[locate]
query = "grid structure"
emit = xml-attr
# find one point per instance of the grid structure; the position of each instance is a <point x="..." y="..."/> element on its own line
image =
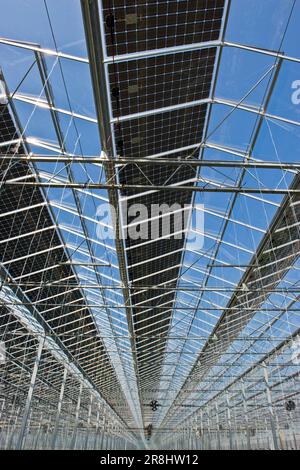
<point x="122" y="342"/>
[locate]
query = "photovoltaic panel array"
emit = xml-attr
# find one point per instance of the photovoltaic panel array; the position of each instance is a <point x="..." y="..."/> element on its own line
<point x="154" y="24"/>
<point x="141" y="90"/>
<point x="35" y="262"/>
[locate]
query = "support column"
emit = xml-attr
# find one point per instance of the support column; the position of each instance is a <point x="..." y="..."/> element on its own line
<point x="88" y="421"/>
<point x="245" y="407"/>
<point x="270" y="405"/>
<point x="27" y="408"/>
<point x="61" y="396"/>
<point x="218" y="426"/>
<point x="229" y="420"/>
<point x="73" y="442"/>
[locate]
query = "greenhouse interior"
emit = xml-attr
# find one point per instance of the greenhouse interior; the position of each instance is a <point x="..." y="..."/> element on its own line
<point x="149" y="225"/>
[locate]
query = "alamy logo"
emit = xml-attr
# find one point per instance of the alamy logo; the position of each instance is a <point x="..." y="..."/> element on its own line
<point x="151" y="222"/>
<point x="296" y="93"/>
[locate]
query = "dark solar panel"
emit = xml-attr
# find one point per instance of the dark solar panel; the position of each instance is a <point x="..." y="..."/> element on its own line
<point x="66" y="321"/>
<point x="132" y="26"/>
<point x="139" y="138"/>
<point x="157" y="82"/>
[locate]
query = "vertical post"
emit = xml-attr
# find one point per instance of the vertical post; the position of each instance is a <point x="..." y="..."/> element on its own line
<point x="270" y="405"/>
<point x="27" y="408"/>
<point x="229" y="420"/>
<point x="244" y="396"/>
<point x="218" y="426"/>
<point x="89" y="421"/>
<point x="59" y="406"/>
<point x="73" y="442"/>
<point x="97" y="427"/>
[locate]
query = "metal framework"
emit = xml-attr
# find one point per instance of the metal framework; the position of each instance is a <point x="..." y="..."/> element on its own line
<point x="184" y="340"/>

-------

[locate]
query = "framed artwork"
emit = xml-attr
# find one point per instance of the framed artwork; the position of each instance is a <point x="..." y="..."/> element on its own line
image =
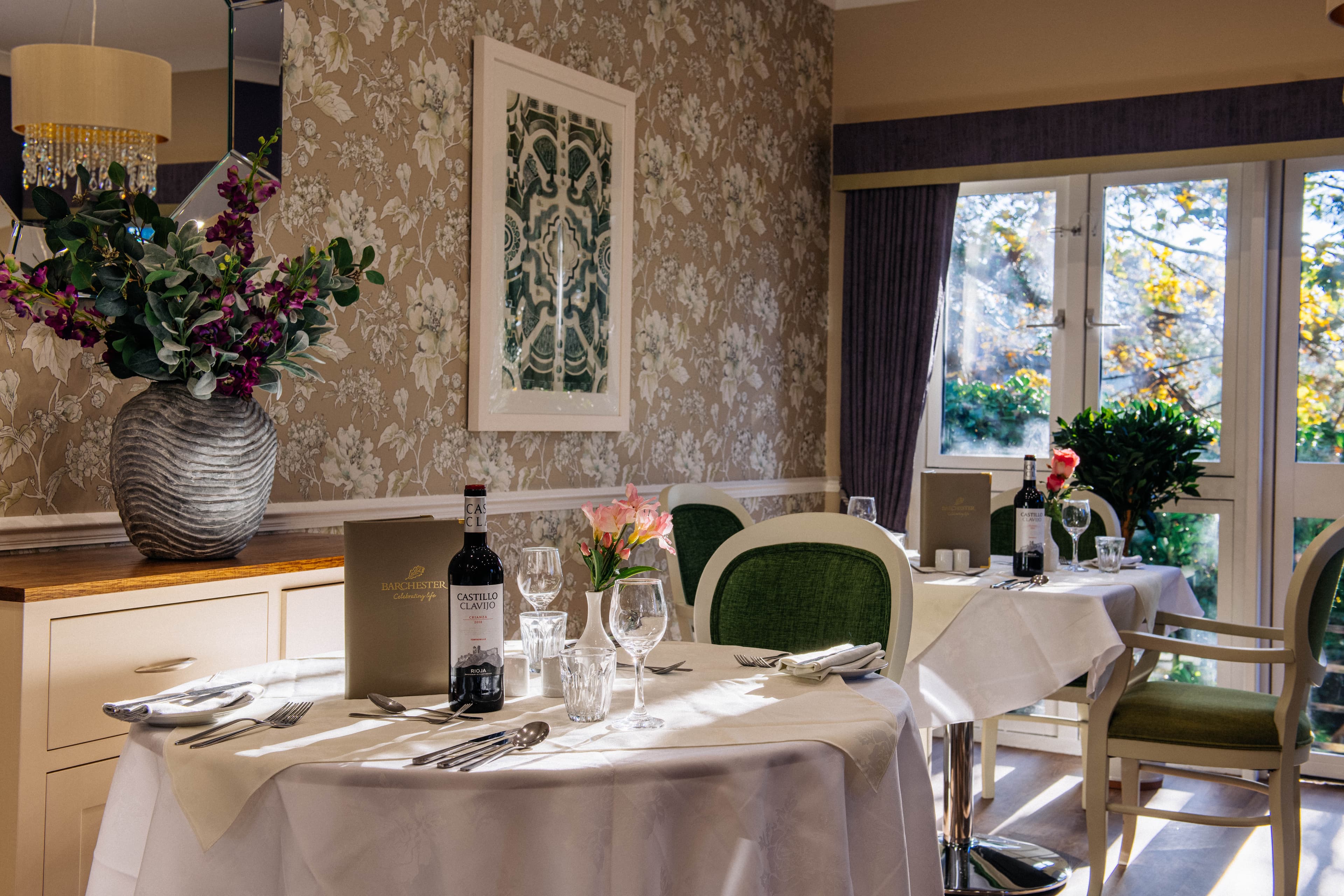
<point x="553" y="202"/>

-------

# Work item
A single number is the expected reply: the number of lines in the listing that contain the string "artwork".

# Completed task
2